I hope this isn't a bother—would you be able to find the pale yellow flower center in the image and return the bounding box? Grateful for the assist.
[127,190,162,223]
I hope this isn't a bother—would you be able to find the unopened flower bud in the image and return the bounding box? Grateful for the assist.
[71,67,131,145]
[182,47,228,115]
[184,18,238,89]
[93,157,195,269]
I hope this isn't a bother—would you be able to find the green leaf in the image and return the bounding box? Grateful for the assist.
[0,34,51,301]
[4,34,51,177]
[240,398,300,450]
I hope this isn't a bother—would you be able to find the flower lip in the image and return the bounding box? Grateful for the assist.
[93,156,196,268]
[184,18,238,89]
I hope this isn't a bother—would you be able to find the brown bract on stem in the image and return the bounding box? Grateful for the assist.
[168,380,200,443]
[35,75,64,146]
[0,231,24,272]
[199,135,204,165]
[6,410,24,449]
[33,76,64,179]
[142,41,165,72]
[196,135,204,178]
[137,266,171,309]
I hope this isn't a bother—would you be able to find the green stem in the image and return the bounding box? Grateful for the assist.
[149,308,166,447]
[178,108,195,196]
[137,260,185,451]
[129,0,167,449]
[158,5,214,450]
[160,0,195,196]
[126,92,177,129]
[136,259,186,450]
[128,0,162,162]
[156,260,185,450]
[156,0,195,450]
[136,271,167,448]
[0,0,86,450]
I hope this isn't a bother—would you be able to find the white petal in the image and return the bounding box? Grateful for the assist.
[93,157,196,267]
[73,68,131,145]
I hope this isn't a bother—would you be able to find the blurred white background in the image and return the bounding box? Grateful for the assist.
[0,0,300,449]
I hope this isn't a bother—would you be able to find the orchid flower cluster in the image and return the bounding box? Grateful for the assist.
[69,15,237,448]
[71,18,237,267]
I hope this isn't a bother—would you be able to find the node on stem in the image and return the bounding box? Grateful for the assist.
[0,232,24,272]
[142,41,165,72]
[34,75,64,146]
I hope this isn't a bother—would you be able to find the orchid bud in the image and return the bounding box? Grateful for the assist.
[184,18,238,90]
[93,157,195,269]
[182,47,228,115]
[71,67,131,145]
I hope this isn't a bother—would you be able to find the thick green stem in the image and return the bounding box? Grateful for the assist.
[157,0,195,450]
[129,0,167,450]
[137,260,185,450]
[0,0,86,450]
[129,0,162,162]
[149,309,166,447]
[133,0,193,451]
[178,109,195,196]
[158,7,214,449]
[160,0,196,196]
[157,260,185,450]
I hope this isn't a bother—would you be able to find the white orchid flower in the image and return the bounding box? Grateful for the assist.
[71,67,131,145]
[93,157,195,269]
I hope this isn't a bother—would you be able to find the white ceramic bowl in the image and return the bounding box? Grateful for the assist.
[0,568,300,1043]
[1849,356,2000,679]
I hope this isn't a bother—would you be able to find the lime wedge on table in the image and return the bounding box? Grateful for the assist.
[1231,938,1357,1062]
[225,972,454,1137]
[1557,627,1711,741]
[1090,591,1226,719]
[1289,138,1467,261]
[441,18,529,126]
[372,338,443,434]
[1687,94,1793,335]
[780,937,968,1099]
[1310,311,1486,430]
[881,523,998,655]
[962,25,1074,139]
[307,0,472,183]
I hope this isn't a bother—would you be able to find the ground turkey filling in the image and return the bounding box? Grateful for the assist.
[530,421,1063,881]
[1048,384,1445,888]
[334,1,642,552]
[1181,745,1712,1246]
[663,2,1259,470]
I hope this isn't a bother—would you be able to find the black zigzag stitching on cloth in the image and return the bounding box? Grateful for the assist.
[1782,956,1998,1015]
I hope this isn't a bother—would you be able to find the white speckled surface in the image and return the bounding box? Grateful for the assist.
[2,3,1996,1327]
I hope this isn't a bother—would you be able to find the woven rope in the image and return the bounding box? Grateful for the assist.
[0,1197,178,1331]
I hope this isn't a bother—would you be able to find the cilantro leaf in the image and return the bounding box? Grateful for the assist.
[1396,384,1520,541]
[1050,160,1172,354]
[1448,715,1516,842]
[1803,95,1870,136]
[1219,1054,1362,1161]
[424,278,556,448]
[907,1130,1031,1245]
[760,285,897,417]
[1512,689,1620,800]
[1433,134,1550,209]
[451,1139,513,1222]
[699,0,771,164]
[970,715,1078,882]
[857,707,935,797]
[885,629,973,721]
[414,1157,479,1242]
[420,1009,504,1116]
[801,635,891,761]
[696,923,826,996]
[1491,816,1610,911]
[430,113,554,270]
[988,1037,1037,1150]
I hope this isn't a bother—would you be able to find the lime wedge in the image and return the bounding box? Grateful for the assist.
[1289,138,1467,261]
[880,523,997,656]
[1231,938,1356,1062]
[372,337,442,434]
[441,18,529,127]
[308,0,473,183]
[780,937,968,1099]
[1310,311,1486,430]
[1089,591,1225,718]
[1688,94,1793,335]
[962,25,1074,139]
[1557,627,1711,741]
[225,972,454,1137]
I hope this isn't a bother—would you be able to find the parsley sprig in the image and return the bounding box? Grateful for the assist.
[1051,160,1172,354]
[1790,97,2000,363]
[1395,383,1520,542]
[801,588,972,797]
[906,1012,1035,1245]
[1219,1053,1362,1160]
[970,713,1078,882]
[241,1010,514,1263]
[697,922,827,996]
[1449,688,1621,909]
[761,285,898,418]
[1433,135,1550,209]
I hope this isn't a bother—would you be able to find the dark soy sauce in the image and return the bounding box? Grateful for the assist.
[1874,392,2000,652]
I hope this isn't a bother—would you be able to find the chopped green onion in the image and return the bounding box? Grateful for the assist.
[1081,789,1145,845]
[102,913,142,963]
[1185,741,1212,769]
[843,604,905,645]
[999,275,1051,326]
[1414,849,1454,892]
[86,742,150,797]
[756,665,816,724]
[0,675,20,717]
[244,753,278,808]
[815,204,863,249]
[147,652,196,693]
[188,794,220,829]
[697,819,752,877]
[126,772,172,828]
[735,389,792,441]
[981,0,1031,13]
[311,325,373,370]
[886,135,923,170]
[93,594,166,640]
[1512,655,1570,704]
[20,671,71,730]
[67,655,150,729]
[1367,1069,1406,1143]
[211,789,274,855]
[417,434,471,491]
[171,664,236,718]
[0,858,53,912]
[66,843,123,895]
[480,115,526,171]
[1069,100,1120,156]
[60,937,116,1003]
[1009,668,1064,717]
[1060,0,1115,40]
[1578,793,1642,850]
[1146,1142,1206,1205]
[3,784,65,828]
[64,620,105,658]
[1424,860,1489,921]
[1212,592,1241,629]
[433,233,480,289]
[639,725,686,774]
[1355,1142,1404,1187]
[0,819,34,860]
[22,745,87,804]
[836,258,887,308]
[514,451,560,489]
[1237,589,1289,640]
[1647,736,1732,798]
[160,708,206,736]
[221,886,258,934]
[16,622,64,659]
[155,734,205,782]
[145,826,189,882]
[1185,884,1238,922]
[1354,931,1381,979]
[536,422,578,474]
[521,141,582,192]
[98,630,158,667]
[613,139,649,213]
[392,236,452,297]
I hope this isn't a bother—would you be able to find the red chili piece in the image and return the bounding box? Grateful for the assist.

━━━

_WHAT IS NEEDED_
Each entry above is to be copied out exactly as written.

_SOLUTION TO THIS PROBLEM_
I hope this isn't a bother—would you be able to find the pale yellow flower center in the image and return the bounding box? Grateful for the assist.
[127,190,162,223]
I hope this isn't a bother—would you be able to find the unopened flower bud in the image and return the bounding box? Grateful for the assist.
[71,67,131,145]
[182,47,228,115]
[184,18,238,89]
[93,157,195,269]
I hope this isn't a bother—would you be able to find the green leaf in the image and return the bounding box? Grateful for the assist.
[0,34,51,301]
[4,34,51,177]
[240,398,300,450]
I hope this isn't a bother—would you be able to find the flower lip in the image and return the bounding box? Grateful for the assist.
[93,156,196,268]
[184,18,238,89]
I hope this isn't a bother—would you be able to find the brown bract on stem in the image and return the bounding box? Grateful for the assist.
[168,380,200,443]
[35,75,64,146]
[0,231,24,272]
[199,135,204,165]
[6,410,24,449]
[33,76,64,179]
[142,41,165,72]
[196,135,204,178]
[137,266,171,309]
I hope this isn't a bother—would you be able to find the green stem in the image and return the bounding box? Grateful for the assist.
[149,308,166,447]
[178,108,195,196]
[137,260,185,451]
[129,0,167,449]
[158,5,214,450]
[160,0,195,196]
[126,92,177,129]
[136,259,186,450]
[128,0,162,162]
[156,260,185,450]
[156,0,195,450]
[136,271,167,448]
[0,0,86,450]
I hope this isn't a bother—would you be able to find the white petal in the image and return the bounding box? Grateful for the assist.
[93,157,196,267]
[73,68,131,145]
I hope this isn't a bother—would you be able to find the blurred white background in the image and return the bounding box? Grateful for the assist.
[0,0,300,449]
I hope this isn't a bother—would you be able to find the orchid flower cluster in the image and return the bounding box? Grateful for the assist.
[69,15,237,448]
[71,18,237,267]
I hope this isn't a bother—would you be able to find the node on stem in the image and return the bounding box? Grateful for the assist.
[0,232,24,272]
[142,41,165,72]
[34,75,64,146]
I hope this isn't a bother—would you be able to find the orchid bud in the image and return the bounding box? Grateful for the assist.
[184,18,238,90]
[93,157,195,269]
[182,47,228,115]
[71,67,131,145]
I hope this isn't a bother—would you be able to find the thick green stem in the image and return the bounding box? Grateful for the assist.
[157,0,195,450]
[129,0,167,450]
[137,260,185,450]
[0,0,86,450]
[129,0,162,162]
[149,309,166,447]
[133,0,193,451]
[178,109,195,196]
[158,7,214,449]
[160,0,196,196]
[157,260,185,450]
I hope this isn't a bother—would you be able to find the white orchid flower in the image and return the bounding box? Grateful for the assist.
[71,67,131,145]
[93,157,195,269]
I hope this isn't a bother—would you be able to find the white ceramic bowl in the image and return the bounding box? Grateful for the assist.
[0,568,300,1043]
[1849,356,2000,679]
I hope this isn't a bother—would you be able to find the lime wedge on table in the image and return the bounding box? Grateful for the assist.
[1231,938,1357,1062]
[225,972,454,1137]
[1557,627,1711,741]
[1090,591,1226,719]
[1289,138,1467,261]
[441,18,529,126]
[372,338,443,434]
[1687,94,1793,335]
[780,937,968,1099]
[1310,311,1486,430]
[881,523,998,655]
[962,25,1074,139]
[307,0,472,183]
I hope this isn't a bother—would you be able to find the ground turkey filling in the image and return the bounding box? Grateful for the assist.
[530,421,1063,881]
[1048,384,1445,888]
[334,1,642,552]
[1181,745,1712,1246]
[663,2,1259,470]
I hope this isn't a bother—would you be able to find the black zigzag stitching on cloth in the image and return the bounding box? Grateful for the assist.
[1782,956,1998,1015]
I hope this isn't a bother—would you be able to find the white speckled surface in the image and return the bounding box? Grateful for the assist.
[2,3,1996,1327]
I hope this isn't a bother—would you be able to find the woven rope in the image and return the bounding box? Grateful for the assist.
[0,1197,178,1331]
I hope this isn't a bother—would you be able to find the cilantro leaf in the image and return the bounding box? Grateful for the assist.
[1396,384,1520,541]
[1050,160,1172,354]
[1448,715,1516,842]
[1803,95,1870,136]
[1219,1054,1362,1161]
[424,278,556,448]
[907,1130,1031,1245]
[760,285,897,417]
[1512,689,1620,800]
[1433,134,1550,209]
[451,1139,513,1222]
[699,0,771,164]
[970,715,1078,882]
[857,707,935,797]
[885,629,973,721]
[414,1157,479,1242]
[420,1009,504,1116]
[801,635,891,761]
[696,923,826,996]
[1491,816,1610,911]
[430,113,554,270]
[988,1037,1037,1150]
I hope this isn't a bother—would you be able to find the lime wedge in the image and return the bounding box? Grateful for the assist.
[1289,138,1467,261]
[880,523,997,656]
[1231,938,1356,1062]
[372,337,442,434]
[441,18,529,127]
[308,0,473,183]
[780,937,968,1099]
[1310,311,1486,430]
[1089,591,1225,718]
[1688,94,1793,335]
[962,25,1074,139]
[1557,627,1711,741]
[225,972,454,1137]
I hope this isn't a bother—would you be able to find the parsley sprig in the image and return the bounding box? Grateful for the assist.
[1051,160,1172,354]
[1790,97,2000,363]
[1395,383,1520,542]
[801,588,972,797]
[906,1012,1035,1245]
[1219,1053,1362,1160]
[970,713,1078,882]
[241,1010,514,1263]
[697,922,827,996]
[1449,688,1621,909]
[761,285,898,418]
[1433,135,1550,209]
I hope this isn't a bother—would you be able to find the dark soy sauce in the image and return the bounding box? Grateful for the assist.
[1874,392,2000,652]
I hope this isn't a bother—would you be able to find the chopped green onion in the image and return the bounding box? Grateful for the assist.
[1081,789,1145,845]
[102,913,142,963]
[1185,741,1212,769]
[843,604,905,645]
[999,275,1051,326]
[1414,849,1454,892]
[86,742,150,797]
[756,665,816,724]
[0,675,20,717]
[244,753,278,808]
[815,204,863,249]
[147,652,196,693]
[188,794,220,829]
[697,819,752,877]
[126,772,172,828]
[735,389,792,441]
[981,0,1031,13]
[311,325,373,370]
[886,135,923,170]
[93,594,166,640]
[1512,655,1570,704]
[20,671,71,730]
[67,655,150,729]
[1367,1069,1406,1143]
[211,789,274,855]
[417,434,471,491]
[171,664,236,718]
[0,858,53,912]
[66,843,123,895]
[480,115,526,171]
[1069,100,1120,156]
[60,937,116,1003]
[1009,668,1064,717]
[1060,0,1115,40]
[1578,793,1642,850]
[1146,1142,1206,1205]
[3,784,65,828]
[64,620,105,658]
[1424,860,1489,921]
[1212,592,1241,629]
[433,233,480,289]
[639,725,686,774]
[1355,1142,1404,1187]
[0,819,34,860]
[22,745,87,804]
[836,258,887,308]
[514,451,560,489]
[1237,589,1289,640]
[1647,736,1732,798]
[160,708,206,736]
[221,886,258,934]
[16,622,64,659]
[155,734,205,782]
[145,826,189,882]
[1185,884,1238,922]
[1354,931,1381,979]
[536,422,578,474]
[521,141,582,192]
[98,630,158,667]
[613,139,649,213]
[392,236,452,297]
I hope this isn't a bother—would you be able to find the red chili piece in the image and return the bounding box? Grateful for the assist.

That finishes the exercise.